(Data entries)
━━━━━━

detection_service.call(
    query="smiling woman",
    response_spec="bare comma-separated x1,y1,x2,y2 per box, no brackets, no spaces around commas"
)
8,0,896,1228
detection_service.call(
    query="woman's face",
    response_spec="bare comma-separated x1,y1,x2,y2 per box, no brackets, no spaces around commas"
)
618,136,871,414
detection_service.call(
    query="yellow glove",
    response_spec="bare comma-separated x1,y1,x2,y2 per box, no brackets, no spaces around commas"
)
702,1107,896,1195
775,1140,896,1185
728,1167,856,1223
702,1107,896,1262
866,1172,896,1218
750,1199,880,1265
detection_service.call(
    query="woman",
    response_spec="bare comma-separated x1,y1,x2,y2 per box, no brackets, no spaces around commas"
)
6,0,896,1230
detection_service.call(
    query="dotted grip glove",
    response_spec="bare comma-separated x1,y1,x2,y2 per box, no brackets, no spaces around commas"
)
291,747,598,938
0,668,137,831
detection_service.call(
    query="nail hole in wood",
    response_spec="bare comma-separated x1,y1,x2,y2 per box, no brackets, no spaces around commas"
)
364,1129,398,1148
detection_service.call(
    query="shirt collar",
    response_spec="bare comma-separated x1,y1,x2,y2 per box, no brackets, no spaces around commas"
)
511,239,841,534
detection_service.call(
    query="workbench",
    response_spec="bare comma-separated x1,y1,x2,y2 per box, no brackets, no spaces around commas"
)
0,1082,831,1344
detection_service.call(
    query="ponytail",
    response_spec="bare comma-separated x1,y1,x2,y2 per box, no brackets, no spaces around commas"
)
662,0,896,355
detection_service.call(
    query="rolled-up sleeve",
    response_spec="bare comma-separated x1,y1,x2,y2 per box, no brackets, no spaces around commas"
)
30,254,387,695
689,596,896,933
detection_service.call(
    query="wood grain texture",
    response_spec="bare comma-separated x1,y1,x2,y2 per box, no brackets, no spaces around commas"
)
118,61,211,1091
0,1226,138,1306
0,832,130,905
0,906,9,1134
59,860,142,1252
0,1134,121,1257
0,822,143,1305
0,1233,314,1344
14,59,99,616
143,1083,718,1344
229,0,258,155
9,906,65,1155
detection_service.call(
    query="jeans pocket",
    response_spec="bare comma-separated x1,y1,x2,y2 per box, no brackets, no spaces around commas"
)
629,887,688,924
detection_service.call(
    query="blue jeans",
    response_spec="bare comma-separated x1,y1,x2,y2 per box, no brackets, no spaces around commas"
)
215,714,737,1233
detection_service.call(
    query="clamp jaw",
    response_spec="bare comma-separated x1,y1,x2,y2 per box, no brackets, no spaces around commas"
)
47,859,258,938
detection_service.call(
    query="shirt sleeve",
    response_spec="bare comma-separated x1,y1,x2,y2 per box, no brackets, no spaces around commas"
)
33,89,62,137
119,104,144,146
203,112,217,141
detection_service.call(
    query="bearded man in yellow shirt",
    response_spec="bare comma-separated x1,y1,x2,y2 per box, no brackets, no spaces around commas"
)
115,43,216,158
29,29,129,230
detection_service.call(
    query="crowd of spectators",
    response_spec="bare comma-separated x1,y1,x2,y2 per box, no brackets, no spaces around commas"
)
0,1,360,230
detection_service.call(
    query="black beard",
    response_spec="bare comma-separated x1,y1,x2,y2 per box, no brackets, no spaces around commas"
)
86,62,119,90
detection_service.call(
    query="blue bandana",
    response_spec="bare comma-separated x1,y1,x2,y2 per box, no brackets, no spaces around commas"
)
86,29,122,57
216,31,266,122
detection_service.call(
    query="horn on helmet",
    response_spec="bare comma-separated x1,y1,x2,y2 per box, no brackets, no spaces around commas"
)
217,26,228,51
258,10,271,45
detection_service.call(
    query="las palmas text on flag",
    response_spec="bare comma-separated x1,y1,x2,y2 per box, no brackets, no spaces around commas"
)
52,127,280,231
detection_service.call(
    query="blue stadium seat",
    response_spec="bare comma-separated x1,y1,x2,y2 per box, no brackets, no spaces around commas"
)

━━━━━━

▶ [EXERCISE REQUIREMENTS] Tally the lines in the entries above that contain the word "glove", and reply with the number alone.

▶ [WORKED SOLUTION] 2